▶ Direction 1: In the restaurant spending article, how much did same-store sales decline in February?
▶ Direction 2: Carry on the restaurant spending article after its final sentence.

▶ Excerpted text:

::::

Are Yum!, McDonald’s, and Starbucks Good Investments?

Yum!, McDonald’s, and Starbucks have done relatively well in a difficult consumer spending environment, but will their latest moves help them become better investments? Let's take a look.

Apr 11, 2014 at 7:00AM

A look at Blackbox International data shows that consumers aren't spending freely when it comes to eating out. The year continues to be plagued with a decline in same-store sales, or comps. The month of February witnessed a 0.7% decline in comps as compared to a 0.9% decline in January. February's decline was on top of a 5% decline in the same month a year ago. Even same-store traffic declined 3.2% in February, the second worst growth rate in the last 12 months.

However, fast-food outlets have been doing relatively better as compared to other businesses in the restaurant industry. The major tailwinds working in their favor are a growing millennial population, job pressure leading to paucity of time, and relatively cheaper and quicker servings at fast-food outlets.

::::

▶ Listed records:
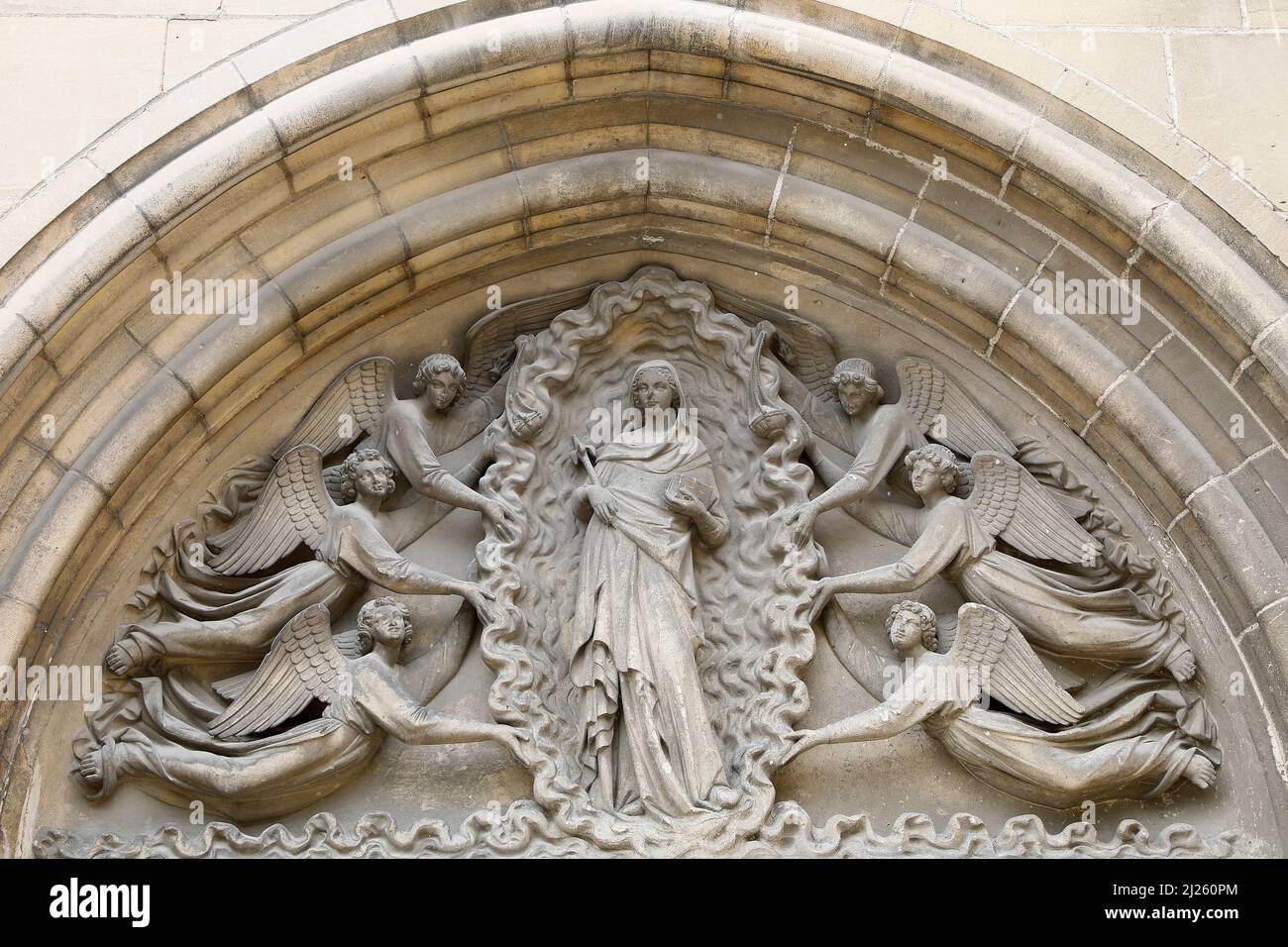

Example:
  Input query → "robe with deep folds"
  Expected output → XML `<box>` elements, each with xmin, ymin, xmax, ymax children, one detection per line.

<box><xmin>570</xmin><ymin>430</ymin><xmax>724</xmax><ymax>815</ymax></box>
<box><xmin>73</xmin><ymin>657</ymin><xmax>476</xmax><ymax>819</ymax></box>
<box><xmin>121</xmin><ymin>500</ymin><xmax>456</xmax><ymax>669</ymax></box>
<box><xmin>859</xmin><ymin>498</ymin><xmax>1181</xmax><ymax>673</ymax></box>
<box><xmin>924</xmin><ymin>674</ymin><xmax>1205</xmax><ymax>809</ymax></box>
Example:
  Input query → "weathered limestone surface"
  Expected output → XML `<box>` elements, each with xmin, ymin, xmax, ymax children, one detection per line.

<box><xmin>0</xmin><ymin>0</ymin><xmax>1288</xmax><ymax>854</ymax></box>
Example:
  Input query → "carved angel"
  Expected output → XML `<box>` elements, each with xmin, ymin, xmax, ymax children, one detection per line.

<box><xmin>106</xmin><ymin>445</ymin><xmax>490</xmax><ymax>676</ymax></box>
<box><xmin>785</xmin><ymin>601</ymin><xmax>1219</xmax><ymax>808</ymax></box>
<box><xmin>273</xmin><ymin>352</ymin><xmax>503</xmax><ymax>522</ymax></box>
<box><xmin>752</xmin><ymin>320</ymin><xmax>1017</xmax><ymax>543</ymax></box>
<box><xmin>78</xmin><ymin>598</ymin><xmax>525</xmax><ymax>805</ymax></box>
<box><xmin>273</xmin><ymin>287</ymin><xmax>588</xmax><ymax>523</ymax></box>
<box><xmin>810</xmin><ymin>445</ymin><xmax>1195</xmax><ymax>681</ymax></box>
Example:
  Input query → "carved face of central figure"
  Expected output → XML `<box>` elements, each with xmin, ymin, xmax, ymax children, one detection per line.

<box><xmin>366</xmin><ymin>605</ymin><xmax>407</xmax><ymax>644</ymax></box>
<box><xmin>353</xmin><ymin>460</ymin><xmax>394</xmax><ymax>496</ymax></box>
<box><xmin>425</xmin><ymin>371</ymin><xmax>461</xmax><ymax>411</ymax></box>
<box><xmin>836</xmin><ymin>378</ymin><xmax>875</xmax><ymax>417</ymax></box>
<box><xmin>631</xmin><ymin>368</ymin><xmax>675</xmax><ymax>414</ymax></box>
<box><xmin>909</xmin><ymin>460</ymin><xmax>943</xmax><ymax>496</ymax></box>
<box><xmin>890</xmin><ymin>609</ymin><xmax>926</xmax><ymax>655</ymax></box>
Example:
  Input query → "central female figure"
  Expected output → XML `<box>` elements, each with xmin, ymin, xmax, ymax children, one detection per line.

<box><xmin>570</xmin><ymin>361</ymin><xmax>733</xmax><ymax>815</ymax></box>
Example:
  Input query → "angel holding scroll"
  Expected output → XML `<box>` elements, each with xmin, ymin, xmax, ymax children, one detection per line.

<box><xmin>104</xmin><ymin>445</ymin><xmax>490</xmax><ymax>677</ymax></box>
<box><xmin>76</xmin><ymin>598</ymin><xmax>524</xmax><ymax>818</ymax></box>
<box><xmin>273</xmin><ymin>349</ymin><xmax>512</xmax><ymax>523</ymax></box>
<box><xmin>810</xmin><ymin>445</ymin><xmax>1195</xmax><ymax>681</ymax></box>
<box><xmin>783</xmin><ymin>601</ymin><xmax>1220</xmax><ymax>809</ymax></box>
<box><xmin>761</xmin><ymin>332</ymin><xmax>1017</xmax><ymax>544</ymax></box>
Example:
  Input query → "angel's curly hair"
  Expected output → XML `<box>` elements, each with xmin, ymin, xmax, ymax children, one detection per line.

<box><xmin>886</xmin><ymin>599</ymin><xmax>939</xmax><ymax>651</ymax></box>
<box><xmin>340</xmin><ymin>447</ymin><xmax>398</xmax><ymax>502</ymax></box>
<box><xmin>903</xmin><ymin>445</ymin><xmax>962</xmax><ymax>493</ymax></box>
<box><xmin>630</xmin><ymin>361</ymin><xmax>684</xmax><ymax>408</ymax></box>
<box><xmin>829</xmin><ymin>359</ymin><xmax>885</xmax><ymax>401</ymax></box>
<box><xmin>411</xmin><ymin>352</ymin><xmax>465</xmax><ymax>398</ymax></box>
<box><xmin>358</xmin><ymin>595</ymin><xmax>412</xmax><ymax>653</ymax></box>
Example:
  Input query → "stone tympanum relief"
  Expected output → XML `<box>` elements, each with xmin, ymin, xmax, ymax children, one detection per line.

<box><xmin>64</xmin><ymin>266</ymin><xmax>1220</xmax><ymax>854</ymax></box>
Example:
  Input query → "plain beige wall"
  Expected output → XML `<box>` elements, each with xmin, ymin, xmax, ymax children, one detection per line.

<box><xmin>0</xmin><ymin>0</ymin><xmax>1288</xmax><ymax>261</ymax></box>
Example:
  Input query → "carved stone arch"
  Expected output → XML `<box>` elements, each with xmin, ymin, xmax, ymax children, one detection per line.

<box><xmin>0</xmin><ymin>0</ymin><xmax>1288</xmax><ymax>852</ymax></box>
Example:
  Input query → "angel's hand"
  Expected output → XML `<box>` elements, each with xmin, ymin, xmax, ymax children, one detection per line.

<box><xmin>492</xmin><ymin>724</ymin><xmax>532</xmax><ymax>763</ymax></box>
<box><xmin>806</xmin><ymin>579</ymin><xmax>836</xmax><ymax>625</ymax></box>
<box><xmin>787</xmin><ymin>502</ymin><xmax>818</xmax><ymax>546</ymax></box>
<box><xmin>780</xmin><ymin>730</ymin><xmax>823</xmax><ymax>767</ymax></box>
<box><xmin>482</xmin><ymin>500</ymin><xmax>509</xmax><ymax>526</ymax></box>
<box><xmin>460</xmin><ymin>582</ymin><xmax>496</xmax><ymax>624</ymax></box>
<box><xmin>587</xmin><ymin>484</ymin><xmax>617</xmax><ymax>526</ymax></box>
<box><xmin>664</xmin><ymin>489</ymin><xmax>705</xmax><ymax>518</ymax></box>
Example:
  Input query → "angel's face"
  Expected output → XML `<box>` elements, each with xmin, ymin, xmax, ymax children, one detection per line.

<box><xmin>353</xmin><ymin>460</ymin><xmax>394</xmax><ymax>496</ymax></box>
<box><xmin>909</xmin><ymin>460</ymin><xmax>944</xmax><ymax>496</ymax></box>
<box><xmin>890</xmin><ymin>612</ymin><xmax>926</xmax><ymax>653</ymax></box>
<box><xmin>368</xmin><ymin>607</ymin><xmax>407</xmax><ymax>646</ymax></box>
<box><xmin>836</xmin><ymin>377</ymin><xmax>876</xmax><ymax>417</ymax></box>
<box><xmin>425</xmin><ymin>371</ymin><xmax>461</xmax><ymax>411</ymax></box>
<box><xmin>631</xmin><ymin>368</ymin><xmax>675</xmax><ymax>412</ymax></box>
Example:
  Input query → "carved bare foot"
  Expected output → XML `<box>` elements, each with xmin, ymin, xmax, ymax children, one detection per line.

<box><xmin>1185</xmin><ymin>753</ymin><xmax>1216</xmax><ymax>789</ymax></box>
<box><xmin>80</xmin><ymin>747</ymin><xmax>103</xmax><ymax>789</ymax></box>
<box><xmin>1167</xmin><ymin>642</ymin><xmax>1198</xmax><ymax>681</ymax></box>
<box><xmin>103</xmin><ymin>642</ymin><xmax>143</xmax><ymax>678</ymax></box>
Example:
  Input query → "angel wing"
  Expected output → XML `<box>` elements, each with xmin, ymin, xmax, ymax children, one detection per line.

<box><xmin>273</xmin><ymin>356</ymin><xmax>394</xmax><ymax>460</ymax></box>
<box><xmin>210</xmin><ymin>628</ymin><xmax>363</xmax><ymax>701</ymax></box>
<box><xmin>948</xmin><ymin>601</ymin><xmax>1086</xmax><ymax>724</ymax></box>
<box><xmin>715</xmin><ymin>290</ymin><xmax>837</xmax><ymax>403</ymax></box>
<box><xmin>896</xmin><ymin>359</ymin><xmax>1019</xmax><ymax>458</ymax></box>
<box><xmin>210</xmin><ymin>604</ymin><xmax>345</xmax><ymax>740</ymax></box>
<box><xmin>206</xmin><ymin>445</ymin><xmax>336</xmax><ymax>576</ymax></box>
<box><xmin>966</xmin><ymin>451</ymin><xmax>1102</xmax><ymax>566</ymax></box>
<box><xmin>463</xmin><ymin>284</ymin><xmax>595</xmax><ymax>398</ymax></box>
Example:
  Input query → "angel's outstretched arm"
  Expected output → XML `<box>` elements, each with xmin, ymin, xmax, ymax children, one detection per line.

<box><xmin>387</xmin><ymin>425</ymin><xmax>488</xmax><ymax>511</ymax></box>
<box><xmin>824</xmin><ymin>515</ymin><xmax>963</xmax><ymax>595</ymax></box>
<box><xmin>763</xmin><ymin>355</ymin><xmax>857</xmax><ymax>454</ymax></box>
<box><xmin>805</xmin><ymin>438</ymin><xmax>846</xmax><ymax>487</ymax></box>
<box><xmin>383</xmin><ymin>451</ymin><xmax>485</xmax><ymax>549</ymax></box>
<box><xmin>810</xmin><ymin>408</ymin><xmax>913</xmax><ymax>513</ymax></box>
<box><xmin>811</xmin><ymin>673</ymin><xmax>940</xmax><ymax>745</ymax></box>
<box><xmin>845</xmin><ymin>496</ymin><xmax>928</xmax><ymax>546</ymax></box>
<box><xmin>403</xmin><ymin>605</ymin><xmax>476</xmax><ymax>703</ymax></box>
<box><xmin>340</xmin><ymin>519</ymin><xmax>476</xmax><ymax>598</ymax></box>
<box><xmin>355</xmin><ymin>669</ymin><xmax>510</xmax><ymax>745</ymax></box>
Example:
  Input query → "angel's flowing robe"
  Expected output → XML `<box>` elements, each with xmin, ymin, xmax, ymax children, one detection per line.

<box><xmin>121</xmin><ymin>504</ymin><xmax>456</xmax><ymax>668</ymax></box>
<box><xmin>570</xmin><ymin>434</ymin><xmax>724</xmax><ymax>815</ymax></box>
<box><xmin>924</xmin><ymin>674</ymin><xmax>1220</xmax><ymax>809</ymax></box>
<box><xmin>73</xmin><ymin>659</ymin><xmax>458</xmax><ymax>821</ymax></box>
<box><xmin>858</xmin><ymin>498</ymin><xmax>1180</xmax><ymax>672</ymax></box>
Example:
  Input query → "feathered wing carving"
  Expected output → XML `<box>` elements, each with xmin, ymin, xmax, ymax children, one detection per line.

::::

▶ Written response 1: Same-store sales fell 0.7% in February.

▶ Written response 2:
Within these trends in mind, let's take a look at Yum! Brands (NYSE:YUM) and see how it compares with McDonald's (NYSE:MCD) and Starbucks (NASDAQ:SBUX).

Yum! trying for a turnaround
A choppy economy has been an issue for Yum! Brands. Its fourth-quarter results were a mixed bag, as it failed to match analysts' estimates on the top line due to its China woes. The China business first came under the scanner in December 2012 due to allegations regarding the quality of chicken  supplied to its KFC restaurants. This was followed by an outbreak of the avian flu  in China in April 2013. These two incidences hurt regional sales, and the negativity has continued.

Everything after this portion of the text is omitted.